*Data for the task*.
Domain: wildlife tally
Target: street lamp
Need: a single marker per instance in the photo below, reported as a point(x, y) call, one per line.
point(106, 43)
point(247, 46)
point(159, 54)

*Directive*. Copy every line of the entries above, requests included, and offset each coordinate in the answers by adding 12 to it.

*Expected answer*.
Domain: wildlife tally
Target: street lamp
Need: a single marker per instance in the photo below, reported as a point(x, y) call, one per line.
point(118, 55)
point(259, 58)
point(171, 66)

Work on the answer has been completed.